- KUTIPAN SUMBER:
※ ※ ※
9 Hal yang Perlu Dimiliki Penerjemah dalam Penerjemahan Dokumen Hukum
Potret Kamus Hukum Indonesia

9 Hal yang Perlu Dimiliki Penerjemah dalam Penerjemahan Dokumen Hukum

Firma hukum di kota-kota besar tak hanya diisi advokat, tetapi juga tenaga pendukung seperti penerjemah. Ada regulasi terbaru yang diterbitkan pemerintah.

Muhammad Yasin/Norman Edwin Elnizar
Bacaan 2 Menit
9 Hal yang Perlu Dimiliki Penerjemah dalam Penerjemahan Dokumen Hukum
Hukumonline

Good contract drafting is good writing”. Begitulah pesan Ari Bessendorf, seorang foreign legal consultant, saat sesi kelas bahasa Inggris yang diselenggarakan Perhimpunan Advokat Indonesia (Peradi), 14 Maret 2019. Dalam menyusun suatu kontrak untuk klien, para pengacara dari firma hukum perlu memahami benar kata, istilah, atau diksi yang layak dipergunakan dalam setiap klausula. Gunakanlah kata-kata yang spesifik, bahasa yang konkrit, dan bukan kata-kata yang tak jelas (unnecessary words).

 

Seorang penyusun kontrak harus mengungkapkan jelas apa yang dimaksudkan dalam kalimat kontrak. Klien meminta bantuan lawyer justru untuk memberikan nasihat dan analisis hukum yang jelas. “Don’t hide your opinion through wishy-washy language”, begitu tips yang diberikan Ari kepada puluhan pengacara yang hadir pada kelas bahasa Inggris Peradi itu.
※ ※ ※
- TUGAS ANDA:
1 - Salin ulang bagian artikel tentang penerjemahan dokumen hukum, mulai dari "Good contract drafting" terus sampai "jelas (unnecessary words).".
2 - Menurut artikel tentang penerjemahan dokumen hukum, kapan kelas bahasa Inggris yang diadakan Peradi berlangsung?
3 - Lanjutkan tulisan artikel tentang penerjemahan dokumen hukum setelah kalimat terakhirnya.
Entri berikut adalah bahan tersendiri yang tidak berhubungan dengan artikel ini.
※ ※ ※
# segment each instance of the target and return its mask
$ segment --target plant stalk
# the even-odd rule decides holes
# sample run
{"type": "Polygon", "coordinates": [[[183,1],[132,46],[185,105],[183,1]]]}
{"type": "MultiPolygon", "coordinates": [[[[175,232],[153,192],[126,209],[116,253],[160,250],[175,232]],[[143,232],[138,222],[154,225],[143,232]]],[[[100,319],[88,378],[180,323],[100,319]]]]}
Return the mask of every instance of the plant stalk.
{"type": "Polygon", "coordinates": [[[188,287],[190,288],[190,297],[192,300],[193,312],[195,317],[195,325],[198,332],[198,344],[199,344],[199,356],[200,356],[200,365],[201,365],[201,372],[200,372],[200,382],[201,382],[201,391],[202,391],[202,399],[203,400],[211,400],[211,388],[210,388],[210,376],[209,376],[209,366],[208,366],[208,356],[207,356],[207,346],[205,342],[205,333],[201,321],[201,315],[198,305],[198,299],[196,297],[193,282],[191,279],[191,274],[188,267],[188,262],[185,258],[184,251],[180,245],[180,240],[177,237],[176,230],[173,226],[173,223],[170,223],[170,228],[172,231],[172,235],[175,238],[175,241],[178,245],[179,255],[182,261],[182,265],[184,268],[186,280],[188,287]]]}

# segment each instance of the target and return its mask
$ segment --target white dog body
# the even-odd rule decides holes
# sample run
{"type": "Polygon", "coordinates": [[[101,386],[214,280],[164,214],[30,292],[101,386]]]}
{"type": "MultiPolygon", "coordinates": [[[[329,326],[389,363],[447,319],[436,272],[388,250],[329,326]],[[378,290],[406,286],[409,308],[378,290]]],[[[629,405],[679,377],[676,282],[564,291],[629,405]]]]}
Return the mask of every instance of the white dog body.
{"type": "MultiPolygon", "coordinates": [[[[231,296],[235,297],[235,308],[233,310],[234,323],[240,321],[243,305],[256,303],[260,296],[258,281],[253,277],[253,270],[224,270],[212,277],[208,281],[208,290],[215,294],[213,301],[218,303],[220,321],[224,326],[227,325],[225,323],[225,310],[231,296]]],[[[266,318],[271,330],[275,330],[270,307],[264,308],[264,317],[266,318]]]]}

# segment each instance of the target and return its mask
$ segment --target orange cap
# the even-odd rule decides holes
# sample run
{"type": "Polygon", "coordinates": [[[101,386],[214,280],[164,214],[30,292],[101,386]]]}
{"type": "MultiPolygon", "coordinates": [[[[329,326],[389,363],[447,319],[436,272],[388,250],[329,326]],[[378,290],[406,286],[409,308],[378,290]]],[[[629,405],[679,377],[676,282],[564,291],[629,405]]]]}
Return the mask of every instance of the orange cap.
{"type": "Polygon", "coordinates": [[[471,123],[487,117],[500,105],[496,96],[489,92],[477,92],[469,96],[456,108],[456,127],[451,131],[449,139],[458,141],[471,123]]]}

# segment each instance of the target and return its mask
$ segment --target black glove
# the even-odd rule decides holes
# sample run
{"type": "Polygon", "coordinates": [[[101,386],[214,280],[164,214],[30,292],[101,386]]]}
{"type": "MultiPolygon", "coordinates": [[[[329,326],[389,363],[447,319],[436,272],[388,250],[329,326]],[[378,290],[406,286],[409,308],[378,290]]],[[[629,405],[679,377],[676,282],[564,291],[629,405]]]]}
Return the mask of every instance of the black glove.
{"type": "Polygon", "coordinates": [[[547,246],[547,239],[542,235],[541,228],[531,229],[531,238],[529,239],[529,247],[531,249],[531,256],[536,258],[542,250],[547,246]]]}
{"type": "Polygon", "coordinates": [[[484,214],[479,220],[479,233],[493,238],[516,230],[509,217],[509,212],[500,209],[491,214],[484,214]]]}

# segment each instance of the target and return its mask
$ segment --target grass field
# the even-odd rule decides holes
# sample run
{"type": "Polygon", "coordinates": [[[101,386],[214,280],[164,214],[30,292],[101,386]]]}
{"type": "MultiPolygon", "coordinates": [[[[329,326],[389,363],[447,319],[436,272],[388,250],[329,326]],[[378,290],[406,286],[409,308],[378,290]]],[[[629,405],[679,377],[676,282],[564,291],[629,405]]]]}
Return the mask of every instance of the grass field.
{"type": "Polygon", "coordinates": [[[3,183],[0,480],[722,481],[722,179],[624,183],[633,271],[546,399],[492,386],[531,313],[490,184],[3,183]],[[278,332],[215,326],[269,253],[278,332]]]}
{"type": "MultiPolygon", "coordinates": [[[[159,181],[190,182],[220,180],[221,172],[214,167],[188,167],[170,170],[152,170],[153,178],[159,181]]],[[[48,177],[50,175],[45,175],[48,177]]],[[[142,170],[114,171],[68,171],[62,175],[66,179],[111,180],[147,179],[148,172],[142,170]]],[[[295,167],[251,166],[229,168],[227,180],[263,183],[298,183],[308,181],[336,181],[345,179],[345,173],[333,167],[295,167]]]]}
※ ※ ※
- JAWABAN SOAL:
1 -
Good contract drafting is good writing”. Begitulah pesan Ari Bessendorf, seorang foreign legal consultant, saat sesi kelas bahasa Inggris yang diselenggarakan Perhimpunan Advokat Indonesia (Peradi), 14 Maret 2019. Dalam menyusun suatu kontrak untuk klien, para pengacara dari firma hukum perlu memahami benar kata, istilah, atau diksi yang layak dipergunakan dalam setiap klausula. Gunakanlah kata-kata yang spesifik, bahasa yang konkrit, dan bukan kata-kata yang tak jelas (unnecessary words).

2 - 14 Maret 2019.

3 -
Untuk dapat menyusun kontrak dalam bahasa Inggris, seperti disampaikan Ari, advokat Indonesia tak hanya perlu pintar memilih bahasa hukum yang baik, tetapi juga memahami bahasa yang dipakai dalam kontrak. Dengan kata lain, menguasai bahasa Inggris merupakan prasyarat untuk dapat menyusun kontrak berbahasa Inggris yang baik.

 

Keahlian linguistik seorang lawyer dalam menyusun kontrak internasional seperti disinggung Ari Bessendorf tak jauh beda dengan seorang penerjemah dokumen-dokumen hukum dan penerjemah perundang-undangan. Menurut Ketua Umum Himpunan Penerjemah Indonesia (HPI), Hananto Sudharto, seorang penerjemah dokumen hukum harus memiliki 9 hal.

 

Baca juga:

 

Pertama, ya itu tadi, menguasai bahasa sumber dan bahasa sasaran dengan sangat baik (utamanya membaca dan menulis). Dalam lalu lintas hukum bisnis yang semakin berkembang, yang dibutuhkan saat ini bukan hanya penerjemah dokumen hukum berbahasa Inggris, tetapi juga Arab, China, Korea, dan Jepang. Penguasaan bahasa sumber tersebut jelas dibutuhkan.

 

Kedua, mampu menghasilkan terjemahan yang akurat, jelas dan wajar dengan menggunakan kosakata dan gaya bahasa formal dan legal yang sesuai untuk dokumen hukum yang sedang diterjemahkan. Dalam konteks ini, pemahaman tentang istilah-istilah hukum yang dipakai dan padanannya dalam bahasa Indonesia, atau sebaliknya, sangat penting. Misalnya, kata factoring yang disepadankan dengan ‘anjak piutang’ dalam bahasa Indonesia; dan franchise yang diterjemahkan sebagai waralaba. Dalam hukum ekonomi syariah ada beberapa istilah yang berasal dari bahasa Arab dan perlu dipahami.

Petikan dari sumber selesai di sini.